Extracted text Block Start

Another within-species test that has been used to detect selection is to compare the variation in allele frequencies between populations, which can be quantified by the statistic FST. Under selective neutrality, FST is determined by genetic drift, whereas natural selection is a locus-specific force that can cause systematic deviations in FST values for a selected gene and nearby genetic markers. For example, geographically restricted directional selection may lead to an increase in FST of a selected locus, whereas balancing or species-wide directional selection may lead to a decrease in FST compared with neutrally evolving loci [4650]. In a series of simulation experiments analysing two different FST test implementations, Beaumont and Balding found that this approach yielded sufficient power to detect positive selection provided that the selective coefficient was approximately five times larger than the migration rate, but that FST had little power to detect balancing selection [50].

Positive selection is also expected to increase levels of linkage disequilibrium (LD) relative to neutral expectations. Recently, a new statistical test was developed, the long-range haplotype (LRH) test, [33] which takes advantage of ancestral recombination events and the associated decay in LD to identify genes subject to positive selection. The rationale for this test is that a common allele with long-range LD potentially represents a site that has appeared recently and was driven to high frequency before recombination could erode LD. The LRH approach does not detect balancing selection, however, and the robustness of the test to non-neutral population demographics, the choice of haplotype defining markers and phase misspecification have not been well studied.

The second major class of neutrality tests compares levels of within-species polymorphism and between-species divergence and includes the Hudson - Kreitman - Aguade (HKA) [51] and McDonald - Kreitman (MK) [52] tests. The HKA method tests the goodness of fit of the observed levels of polymorphism within species and the observed divergence between species to those predicted under neutral theory. In order to determine polymorphism and divergence expectations under neutrality, data are required from at least two loci in each species, so that a simultaneous estimate can be made of a time-since-speciation parameter and a relative population size parameter. Under the HKA test, rejection of the null is formally interpreted as elevated polymorphism at one locus or reduced polymorphism at the other, or excess divergence at one locus or limited divergence at the other. Thus, it may not be obvious which locus or which process is responsible for producing a statistically significant test. McDonald [53] has described improvements to the HKA test which may ameliorate this problem.

In the MK test, a 2 × 2 contingency table is formed to compare the number of non-synonymous and synonymous sites that are polymorphic within a species (PN and PS) and fixed between species (DN and DS). Under neutrality, the ratio of non-synonymous to synonymous sites that are polymorphic equals the ratio of non-synonymous to synonymous sites that are fixed (ie PN/PS = DN/DS). Under positive selection, however, these two ratios are no longer equal and DN/DS > PN/PS [54]. Among the strengths of the MK test are that it does not require assumptions about population demographic history (although under some circumstances the test can be adversely affected by increases in effective population size [54]) and is relatively insensitive to intra-locus recombination. Positive or purifying selection for codon usage may, however, bias the MK test [38].

Extracted text Block End
Extracted data Block Start

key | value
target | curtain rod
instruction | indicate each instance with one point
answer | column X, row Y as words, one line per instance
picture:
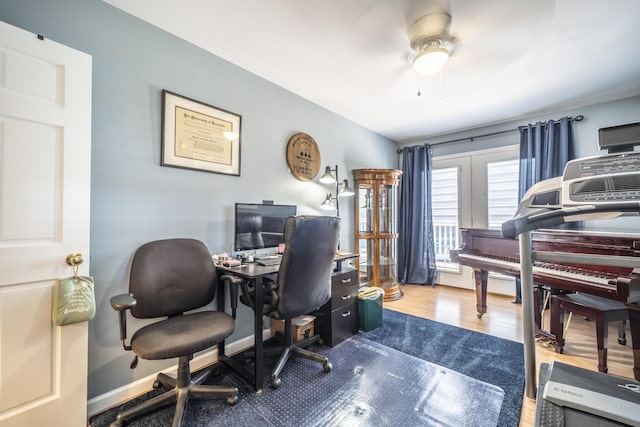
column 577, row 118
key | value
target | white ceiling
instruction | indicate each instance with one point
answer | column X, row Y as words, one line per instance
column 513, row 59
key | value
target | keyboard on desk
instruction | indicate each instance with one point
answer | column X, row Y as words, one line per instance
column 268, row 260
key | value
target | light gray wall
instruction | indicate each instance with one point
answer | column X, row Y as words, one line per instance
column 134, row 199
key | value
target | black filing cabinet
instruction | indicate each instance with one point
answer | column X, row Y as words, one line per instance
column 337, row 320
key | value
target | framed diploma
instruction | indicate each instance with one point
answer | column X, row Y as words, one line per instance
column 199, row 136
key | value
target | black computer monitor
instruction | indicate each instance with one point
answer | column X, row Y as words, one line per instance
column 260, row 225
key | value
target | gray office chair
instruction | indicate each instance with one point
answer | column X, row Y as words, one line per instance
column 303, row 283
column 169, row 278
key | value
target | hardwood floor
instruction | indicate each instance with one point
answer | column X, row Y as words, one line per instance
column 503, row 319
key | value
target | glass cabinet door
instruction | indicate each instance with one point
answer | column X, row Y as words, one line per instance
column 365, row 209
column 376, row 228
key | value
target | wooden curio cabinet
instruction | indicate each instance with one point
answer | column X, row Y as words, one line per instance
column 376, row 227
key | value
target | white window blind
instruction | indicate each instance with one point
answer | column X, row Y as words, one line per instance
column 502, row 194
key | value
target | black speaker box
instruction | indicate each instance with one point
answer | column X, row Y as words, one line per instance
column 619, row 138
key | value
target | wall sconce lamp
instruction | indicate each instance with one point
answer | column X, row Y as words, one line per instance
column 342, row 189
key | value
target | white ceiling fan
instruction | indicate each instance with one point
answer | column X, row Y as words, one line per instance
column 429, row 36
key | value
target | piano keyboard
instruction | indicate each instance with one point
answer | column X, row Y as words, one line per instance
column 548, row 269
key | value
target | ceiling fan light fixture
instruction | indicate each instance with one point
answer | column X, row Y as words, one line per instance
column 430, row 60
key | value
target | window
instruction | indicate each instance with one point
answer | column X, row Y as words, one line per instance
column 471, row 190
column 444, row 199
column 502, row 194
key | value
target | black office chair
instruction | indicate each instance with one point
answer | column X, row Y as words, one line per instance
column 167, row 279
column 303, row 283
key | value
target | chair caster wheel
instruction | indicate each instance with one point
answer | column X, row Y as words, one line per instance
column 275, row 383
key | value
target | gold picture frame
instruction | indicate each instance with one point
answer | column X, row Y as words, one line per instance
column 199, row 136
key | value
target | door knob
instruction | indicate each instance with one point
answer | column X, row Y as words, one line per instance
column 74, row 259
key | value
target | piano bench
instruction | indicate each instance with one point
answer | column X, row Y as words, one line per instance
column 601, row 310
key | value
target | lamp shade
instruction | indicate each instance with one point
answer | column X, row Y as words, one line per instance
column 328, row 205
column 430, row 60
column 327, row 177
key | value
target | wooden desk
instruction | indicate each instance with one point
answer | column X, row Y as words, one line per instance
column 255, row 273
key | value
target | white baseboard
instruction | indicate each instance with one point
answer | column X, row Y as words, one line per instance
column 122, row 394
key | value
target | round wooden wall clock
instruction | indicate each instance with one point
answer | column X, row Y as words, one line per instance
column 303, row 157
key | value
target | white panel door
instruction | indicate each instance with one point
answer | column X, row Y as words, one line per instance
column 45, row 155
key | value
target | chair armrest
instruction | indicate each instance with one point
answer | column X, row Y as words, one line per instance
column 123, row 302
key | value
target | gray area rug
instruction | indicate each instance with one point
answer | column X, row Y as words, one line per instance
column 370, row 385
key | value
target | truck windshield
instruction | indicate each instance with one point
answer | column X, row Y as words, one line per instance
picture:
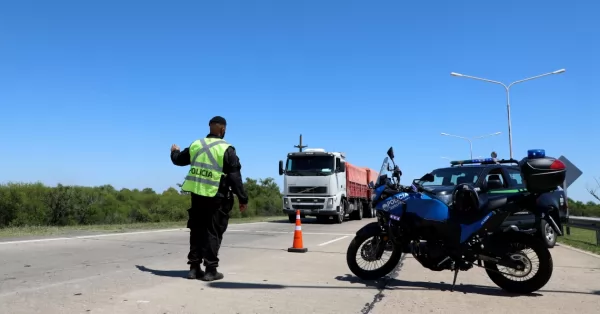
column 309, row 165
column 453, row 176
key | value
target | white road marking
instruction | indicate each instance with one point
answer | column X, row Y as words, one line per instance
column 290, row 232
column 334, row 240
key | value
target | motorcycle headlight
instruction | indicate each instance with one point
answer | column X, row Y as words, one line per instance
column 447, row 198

Extracted data Block End

**Exercise instructions:**
**1)** In the text on neutrality tests, how much larger than the migration rate did the selective coefficient need to be for FST to have enough power to detect positive selection in the Beaumont and Balding simulations?
**2)** List the four counts that form the 2 × 2 contingency table in the MK test, as described in the text on neutrality tests, with what each one counts.
**3)** Continue the text on neutrality tests from its final sentence, in the same technical voice.

**Responses by task:**
**1)** About five times larger.

**2)**
- PN: non-synonymous sites polymorphic within a species
- PS: synonymous sites polymorphic within a species
- DN: non-synonymous sites fixed between species
- DS: synonymous sites fixed between species

**3)**
The final class of neutrality tests uses between-species data to test for adaptive protein evolution. The classic test of positive selection compares the number of non-synonymous amino acid substitutions in a gene (dn) with the number of synonymous amino acid substitutions (ds). Under neutrality, the mutation rate at both categories of sites is the same, and dn/ds is expected to equal one; however, dn/ds < 1 for proteins subject to purifying selection and dn/ds > 1 for proteins under adaptive evolution. Although dn/ds > 1 provides strong evidence for adaptive protein evolution, it is a very conservative test, particularly if only a small number of codons have been selected for. The basic test has also been extended by Nielsen and Yang [55] and others to include models of codon and transition/transversion bias, to detect variation in dn/ds ratios among lineages and to identify specific codons under selection [56, 57].

Key advantages of genome-wide analyses

As alluded to above, distinguishing between the confounding effects of natural selection and population demographic history is difficult when studying a single locus. When many unlinked genes are considered, however, a clear strategy emerges. Population demographic history affects patterns of variation at all loci in a genome in a similar manner, whereas natural selection acts upon specific loci [12, 37, 46, 58]. Therefore, by sampling a large number of unlinked loci throughout the genome, empirical distributions of test statistics can be constructed and genes subject to locus-specific forces, such as natural selection, can be identified as outlier loci.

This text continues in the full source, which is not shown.